GIVEN TASK: Please extend the documentation on select expressions, picking up right after its final sentence.

TEXT SEGMENT:
'''

Select Expressions
The select clause shapes the output of a SearchQuery: compute metrics, derive new metrics from other outputs, collect related records as arrays, and bucket datetime fields into calendar intervals — all in a single declarative map. The legacy aggregate clause is deprecated and should only be used for vector similarity until select supports it.
Expression Placement
The select key sits at the same level as where, limit, orderBy, and labels:
{
labels: ['COMPANY'],
where: { EMPLOYEE: { $alias: '$employee' } },
select: {
companyName: '$record.name', // field reference
totalWage: { $sum: '$employee.salary' }, // sum
headcount: { $count: '*' }, // count distinct root records
costPerHead: { $divide: [ // derived metric
{ $ref: 'totalWage' },
{ $ref: 'headcount' }
]}
}
}
Note:
selectis evaluated only when fetching records.
Expression Reference
| Expression | Description |
|---|---|
"$alias.field" | Field reference — reads field from the record at $alias |
"$alias" | Alias-only reference — the record node itself |
number | Literal number |
boolean | Literal boolean |
{ $ref: "key" } | Reference another output key in the same select map |
{ $sum: expr } | Sum of a numeric expression |
{ $avg: expr, $precision?: n } | Average; $precision controls decimal places (0 = integer) |
{ $count: '*' | expr } | '*' counts distinct root records; expression counts distinct values |
{ $min: expr } | Minimum value |
{ $max: expr } | Maximum value |
{ $divide: [expr, expr] } | Division |
{ $multiply: [expr, expr] } | Multiplication |
{ $add: [expr, expr] } | Addition |
{ $subtract: [expr, expr] } | Subtraction |
{ $collect: CollectExpr } | Collect related records into an array |
{ $timeBucket: TimeBucketExpr } | Bucket a datetime field into calendar intervals |
Field References
Expressions reference record data using "$alias.fieldName" strings. The root record always uses $record; related records use aliases declared in where via $alias.
{
labels: ['COMPANY'],
where: {
EMPLOYEE: { $alias: '$employee' }
},
select: {
companyName: '$record.name', // field from root record
topSalary: { $max: '$employee.salary' } // field from related record
}
}
Statistical Aggregations
All statistical expressions take a field reference ("$alias.field") or another expression as their argument.

'''

DATASET EXTRACT:
'''

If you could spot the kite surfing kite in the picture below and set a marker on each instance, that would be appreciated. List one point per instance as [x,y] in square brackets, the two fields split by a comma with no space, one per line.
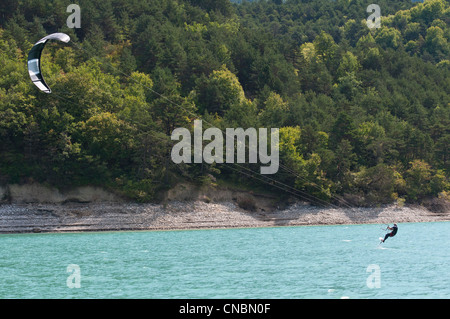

'''

EXERCISE OUTPUT:
$sum
{
labels: ['COMPANY'],
where: { EMPLOYEE: { $alias: '$employee', salary: { $gte: 50000 } } },
select: {
totalWage: { $sum: '$employee.salary' }
}
}
$avg
Optional $precision controls decimal places (0 = integer result).
{
labels: ['COMPANY'],
where: { EMPLOYEE: { $alias: '$employee' } },
select: {
avgSalary: { $avg: '$employee.salary', $precision: 2 }
}
}
$count
{ $count: '*' } counts distinct root records. { $count: '$alias' } or { $count: '$alias.field' } counts distinct values of that expression.
{
labels: ['COMPANY'],
where: { EMPLOYEE: { $alias: '$employee' } },
select: {
total: { $count: '*' }, // distinct root records
headcount: { $count: '$employee' } // distinct employees
}
}
$min / $max
{
labels: ['COMPANY'],
where: { EMPLOYEE: { $alias: '$employee' } },
select: {
minSalary: { $min: '$employee.salary' },
maxSalary: { $max: '$employee.salary' }
}
}
Math & Derived Metrics
Use arithmetic operators to compute derived values inline. Each takes a two-element array of expressions.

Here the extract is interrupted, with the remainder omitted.